[Direction]:
Copy out, exactly as written, only the line containing "locate dark car" and the lines after it through the end of the records.

[Data to process]:
----------
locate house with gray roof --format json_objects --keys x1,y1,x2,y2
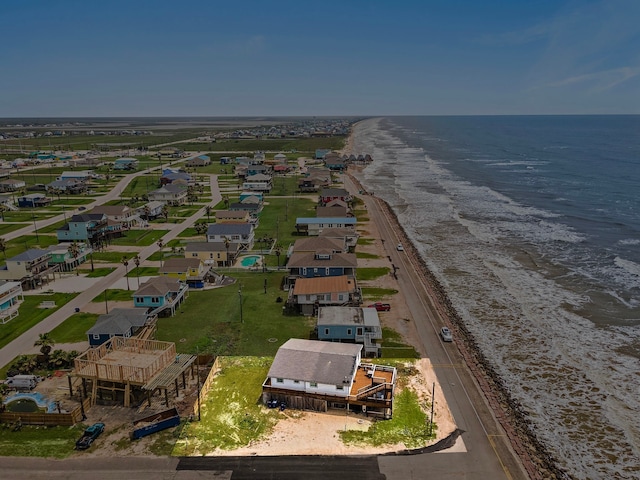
[
  {"x1": 207, "y1": 223, "x2": 255, "y2": 250},
  {"x1": 0, "y1": 248, "x2": 58, "y2": 290},
  {"x1": 318, "y1": 308, "x2": 382, "y2": 357},
  {"x1": 262, "y1": 338, "x2": 397, "y2": 419}
]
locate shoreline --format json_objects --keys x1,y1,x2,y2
[{"x1": 343, "y1": 164, "x2": 570, "y2": 479}]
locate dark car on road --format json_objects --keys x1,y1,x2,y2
[{"x1": 76, "y1": 423, "x2": 104, "y2": 450}]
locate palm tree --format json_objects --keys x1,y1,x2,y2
[
  {"x1": 156, "y1": 239, "x2": 164, "y2": 268},
  {"x1": 67, "y1": 240, "x2": 80, "y2": 275},
  {"x1": 193, "y1": 223, "x2": 209, "y2": 235},
  {"x1": 121, "y1": 255, "x2": 131, "y2": 291},
  {"x1": 33, "y1": 333, "x2": 56, "y2": 361},
  {"x1": 224, "y1": 237, "x2": 231, "y2": 267},
  {"x1": 273, "y1": 243, "x2": 282, "y2": 269}
]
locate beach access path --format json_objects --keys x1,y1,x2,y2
[
  {"x1": 0, "y1": 154, "x2": 222, "y2": 365},
  {"x1": 344, "y1": 174, "x2": 532, "y2": 480}
]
----------
[Final result]:
locate dark car on road --format json_objects --keys x1,y1,x2,y2
[{"x1": 76, "y1": 423, "x2": 104, "y2": 450}]
locate palm tree --format json_objects --keys x1,y1,x2,y2
[
  {"x1": 156, "y1": 239, "x2": 164, "y2": 268},
  {"x1": 67, "y1": 240, "x2": 80, "y2": 275},
  {"x1": 193, "y1": 223, "x2": 209, "y2": 235},
  {"x1": 121, "y1": 255, "x2": 131, "y2": 291},
  {"x1": 33, "y1": 333, "x2": 56, "y2": 361},
  {"x1": 224, "y1": 237, "x2": 231, "y2": 267},
  {"x1": 273, "y1": 243, "x2": 282, "y2": 269}
]
locate beach access path --format json_objects --keys x1,y1,x2,y2
[
  {"x1": 0, "y1": 154, "x2": 222, "y2": 365},
  {"x1": 344, "y1": 174, "x2": 532, "y2": 480}
]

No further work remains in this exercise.